* _Input for this task_:
= = = =

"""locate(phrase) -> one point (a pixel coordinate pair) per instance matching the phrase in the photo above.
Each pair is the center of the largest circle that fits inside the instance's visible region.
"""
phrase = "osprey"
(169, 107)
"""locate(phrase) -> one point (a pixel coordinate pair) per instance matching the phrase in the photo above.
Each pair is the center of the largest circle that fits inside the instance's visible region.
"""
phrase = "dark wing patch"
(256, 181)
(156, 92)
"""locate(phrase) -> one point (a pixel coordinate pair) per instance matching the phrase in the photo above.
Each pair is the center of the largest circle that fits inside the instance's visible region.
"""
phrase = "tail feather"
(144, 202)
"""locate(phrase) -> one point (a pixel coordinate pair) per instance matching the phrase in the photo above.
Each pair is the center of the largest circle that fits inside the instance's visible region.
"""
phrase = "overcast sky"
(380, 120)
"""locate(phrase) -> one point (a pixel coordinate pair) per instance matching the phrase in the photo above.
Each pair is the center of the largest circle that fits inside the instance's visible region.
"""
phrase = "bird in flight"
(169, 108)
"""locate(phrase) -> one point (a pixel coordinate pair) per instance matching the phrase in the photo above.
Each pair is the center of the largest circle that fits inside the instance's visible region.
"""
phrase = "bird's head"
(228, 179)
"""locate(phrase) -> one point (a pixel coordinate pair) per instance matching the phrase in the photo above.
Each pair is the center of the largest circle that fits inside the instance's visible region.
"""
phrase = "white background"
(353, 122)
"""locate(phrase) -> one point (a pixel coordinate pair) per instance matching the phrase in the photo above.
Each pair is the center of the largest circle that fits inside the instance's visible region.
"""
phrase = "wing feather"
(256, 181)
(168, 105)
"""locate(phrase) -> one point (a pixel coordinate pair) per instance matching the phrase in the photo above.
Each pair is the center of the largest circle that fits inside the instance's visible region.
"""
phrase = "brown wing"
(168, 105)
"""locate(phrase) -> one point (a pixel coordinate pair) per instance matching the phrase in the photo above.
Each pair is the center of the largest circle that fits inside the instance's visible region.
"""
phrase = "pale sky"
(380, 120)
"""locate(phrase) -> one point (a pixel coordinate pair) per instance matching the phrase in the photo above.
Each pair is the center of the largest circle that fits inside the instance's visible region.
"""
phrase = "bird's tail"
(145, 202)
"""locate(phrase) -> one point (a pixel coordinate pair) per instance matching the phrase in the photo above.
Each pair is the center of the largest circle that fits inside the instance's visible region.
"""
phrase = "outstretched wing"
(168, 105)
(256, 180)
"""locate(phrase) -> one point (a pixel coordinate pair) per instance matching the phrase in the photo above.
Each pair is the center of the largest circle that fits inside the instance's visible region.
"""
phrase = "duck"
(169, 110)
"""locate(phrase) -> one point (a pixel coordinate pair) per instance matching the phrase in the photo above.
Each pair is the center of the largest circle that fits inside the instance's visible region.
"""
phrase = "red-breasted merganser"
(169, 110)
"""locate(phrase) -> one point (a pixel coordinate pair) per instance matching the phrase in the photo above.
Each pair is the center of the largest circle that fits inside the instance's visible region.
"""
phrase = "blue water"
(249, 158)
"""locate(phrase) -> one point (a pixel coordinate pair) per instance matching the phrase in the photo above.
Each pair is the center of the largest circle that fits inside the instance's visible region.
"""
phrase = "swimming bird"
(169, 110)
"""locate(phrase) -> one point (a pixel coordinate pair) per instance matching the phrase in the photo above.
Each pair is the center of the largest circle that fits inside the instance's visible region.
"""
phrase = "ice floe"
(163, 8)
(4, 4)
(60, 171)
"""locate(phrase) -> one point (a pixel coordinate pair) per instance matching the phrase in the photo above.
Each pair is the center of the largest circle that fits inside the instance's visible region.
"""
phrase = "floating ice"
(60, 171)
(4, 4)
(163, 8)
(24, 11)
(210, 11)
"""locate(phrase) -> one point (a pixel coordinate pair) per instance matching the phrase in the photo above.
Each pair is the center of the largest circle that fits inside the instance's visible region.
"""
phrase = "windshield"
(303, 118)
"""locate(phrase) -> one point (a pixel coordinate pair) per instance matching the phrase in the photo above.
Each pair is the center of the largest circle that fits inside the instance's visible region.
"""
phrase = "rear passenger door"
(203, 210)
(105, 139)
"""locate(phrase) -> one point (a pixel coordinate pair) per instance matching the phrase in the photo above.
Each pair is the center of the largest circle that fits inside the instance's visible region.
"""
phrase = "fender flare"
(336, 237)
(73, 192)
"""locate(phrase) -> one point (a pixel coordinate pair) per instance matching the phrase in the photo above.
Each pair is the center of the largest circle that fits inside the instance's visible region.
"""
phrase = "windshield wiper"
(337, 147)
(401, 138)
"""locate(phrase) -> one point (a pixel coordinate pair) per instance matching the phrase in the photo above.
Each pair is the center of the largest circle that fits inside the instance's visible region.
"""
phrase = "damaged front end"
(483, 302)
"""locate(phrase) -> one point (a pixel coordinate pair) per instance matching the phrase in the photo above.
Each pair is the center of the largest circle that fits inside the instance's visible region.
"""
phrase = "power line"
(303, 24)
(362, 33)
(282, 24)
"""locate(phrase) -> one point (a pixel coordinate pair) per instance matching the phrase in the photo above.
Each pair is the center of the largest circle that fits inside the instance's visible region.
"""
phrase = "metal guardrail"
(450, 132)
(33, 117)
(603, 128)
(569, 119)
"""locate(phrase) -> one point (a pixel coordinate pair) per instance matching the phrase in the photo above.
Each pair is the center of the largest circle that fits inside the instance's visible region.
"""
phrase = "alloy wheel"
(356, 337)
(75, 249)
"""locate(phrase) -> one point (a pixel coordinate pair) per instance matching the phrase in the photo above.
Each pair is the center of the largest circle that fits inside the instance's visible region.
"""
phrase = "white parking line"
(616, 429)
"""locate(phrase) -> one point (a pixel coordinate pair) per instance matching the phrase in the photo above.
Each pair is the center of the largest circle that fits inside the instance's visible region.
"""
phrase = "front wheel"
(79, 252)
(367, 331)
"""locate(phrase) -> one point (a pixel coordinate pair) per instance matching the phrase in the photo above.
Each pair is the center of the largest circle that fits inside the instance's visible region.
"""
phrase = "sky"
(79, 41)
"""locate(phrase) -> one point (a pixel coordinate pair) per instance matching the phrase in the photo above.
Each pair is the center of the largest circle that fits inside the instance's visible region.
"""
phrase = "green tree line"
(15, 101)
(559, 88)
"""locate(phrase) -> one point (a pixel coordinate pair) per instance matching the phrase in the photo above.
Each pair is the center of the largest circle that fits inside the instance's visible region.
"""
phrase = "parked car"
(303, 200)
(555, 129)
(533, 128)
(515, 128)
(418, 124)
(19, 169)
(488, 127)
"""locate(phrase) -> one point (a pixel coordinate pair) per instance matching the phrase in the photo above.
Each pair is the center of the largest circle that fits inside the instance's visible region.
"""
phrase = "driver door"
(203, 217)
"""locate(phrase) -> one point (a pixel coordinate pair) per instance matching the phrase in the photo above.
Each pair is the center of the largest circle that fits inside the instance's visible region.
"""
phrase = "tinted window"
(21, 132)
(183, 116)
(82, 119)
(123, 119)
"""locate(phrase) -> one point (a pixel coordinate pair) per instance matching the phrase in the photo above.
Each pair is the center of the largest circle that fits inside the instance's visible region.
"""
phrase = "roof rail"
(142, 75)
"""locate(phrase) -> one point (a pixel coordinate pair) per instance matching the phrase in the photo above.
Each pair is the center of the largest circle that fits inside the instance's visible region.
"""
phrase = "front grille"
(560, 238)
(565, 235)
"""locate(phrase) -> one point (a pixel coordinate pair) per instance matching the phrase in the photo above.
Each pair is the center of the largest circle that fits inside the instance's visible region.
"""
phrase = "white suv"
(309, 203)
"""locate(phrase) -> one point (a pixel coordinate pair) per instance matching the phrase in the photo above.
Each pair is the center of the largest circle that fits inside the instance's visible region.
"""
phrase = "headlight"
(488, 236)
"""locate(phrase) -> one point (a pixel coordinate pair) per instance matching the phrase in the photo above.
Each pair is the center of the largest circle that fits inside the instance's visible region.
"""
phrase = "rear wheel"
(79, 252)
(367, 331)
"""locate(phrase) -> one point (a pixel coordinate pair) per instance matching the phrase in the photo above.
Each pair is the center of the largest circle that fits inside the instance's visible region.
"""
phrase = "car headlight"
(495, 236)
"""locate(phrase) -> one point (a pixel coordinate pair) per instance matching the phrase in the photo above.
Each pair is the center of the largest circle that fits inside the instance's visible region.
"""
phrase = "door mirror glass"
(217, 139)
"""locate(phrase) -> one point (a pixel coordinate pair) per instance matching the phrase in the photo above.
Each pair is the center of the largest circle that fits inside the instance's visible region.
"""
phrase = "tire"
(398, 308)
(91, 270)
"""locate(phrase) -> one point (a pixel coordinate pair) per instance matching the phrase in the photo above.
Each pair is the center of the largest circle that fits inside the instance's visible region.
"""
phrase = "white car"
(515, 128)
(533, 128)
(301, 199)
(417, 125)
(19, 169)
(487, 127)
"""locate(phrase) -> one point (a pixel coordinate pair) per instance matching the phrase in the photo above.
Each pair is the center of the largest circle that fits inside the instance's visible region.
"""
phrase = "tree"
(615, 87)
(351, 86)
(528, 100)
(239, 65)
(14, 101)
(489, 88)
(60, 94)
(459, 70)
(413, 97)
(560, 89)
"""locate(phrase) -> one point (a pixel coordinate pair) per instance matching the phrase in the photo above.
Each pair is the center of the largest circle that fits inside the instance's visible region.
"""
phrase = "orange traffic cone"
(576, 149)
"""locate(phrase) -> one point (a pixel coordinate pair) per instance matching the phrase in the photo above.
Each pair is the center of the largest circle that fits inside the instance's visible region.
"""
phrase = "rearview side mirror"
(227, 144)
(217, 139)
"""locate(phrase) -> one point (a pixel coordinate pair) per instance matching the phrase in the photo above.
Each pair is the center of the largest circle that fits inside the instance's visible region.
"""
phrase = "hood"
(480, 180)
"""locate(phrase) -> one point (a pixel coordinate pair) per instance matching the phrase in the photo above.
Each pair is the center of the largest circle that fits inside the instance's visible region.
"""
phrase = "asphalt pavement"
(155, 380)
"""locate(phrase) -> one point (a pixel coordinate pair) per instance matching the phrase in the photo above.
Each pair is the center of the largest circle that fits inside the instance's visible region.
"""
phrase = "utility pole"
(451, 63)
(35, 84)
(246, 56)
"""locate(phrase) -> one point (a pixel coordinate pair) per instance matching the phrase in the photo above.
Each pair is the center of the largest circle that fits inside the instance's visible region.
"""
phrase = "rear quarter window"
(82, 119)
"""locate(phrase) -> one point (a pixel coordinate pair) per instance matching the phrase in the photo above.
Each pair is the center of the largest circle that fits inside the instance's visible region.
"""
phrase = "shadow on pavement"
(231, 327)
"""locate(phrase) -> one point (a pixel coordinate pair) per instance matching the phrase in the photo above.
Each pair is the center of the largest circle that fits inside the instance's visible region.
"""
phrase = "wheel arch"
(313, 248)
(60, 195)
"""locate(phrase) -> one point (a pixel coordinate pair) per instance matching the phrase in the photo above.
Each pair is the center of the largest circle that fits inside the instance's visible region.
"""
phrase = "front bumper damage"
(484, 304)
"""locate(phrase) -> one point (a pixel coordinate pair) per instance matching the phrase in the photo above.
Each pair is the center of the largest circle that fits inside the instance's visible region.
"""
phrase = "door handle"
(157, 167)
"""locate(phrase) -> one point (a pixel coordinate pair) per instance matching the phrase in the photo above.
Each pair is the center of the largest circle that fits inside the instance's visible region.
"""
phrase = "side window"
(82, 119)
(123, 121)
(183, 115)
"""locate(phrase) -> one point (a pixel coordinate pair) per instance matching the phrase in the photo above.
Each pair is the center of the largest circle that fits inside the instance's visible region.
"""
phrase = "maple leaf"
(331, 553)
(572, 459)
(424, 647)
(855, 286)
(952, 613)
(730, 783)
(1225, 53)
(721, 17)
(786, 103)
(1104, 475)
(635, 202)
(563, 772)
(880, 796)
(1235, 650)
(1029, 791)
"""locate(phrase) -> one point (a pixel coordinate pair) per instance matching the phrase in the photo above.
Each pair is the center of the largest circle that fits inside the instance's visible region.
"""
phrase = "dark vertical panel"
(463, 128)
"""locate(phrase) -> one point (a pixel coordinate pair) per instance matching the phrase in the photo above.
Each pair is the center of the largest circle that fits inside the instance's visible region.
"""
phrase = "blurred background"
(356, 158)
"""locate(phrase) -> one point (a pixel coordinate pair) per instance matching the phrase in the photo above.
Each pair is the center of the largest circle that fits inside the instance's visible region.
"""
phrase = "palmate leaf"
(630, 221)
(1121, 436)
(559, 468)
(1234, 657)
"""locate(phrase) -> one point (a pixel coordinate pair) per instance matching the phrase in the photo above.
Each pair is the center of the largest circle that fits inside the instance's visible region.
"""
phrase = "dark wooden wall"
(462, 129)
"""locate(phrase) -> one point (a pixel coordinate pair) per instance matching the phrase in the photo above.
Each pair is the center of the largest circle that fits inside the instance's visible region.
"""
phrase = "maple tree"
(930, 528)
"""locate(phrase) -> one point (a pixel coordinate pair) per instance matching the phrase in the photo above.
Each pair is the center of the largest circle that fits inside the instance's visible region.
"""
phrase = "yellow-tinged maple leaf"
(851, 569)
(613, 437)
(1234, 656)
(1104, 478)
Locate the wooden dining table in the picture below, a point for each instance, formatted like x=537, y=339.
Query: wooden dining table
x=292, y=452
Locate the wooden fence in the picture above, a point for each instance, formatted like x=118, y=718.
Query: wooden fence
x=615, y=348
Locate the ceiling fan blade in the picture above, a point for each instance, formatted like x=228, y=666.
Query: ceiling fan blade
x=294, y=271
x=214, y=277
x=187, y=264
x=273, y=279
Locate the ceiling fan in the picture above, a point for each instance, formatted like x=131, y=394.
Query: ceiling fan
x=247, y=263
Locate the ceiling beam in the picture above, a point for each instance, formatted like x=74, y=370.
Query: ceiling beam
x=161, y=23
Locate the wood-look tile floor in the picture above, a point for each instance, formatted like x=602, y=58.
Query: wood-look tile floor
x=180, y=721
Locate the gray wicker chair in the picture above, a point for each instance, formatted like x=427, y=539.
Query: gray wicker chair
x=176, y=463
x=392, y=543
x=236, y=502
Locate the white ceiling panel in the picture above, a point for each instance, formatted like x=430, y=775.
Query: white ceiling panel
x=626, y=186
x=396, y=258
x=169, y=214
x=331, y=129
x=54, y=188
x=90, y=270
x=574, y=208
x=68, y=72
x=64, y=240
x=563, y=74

= = = =

* _Directions for this task_: Across the listing, count the lines that contain "formatted". Nothing but the number should be returned.

* _Written solution_: 8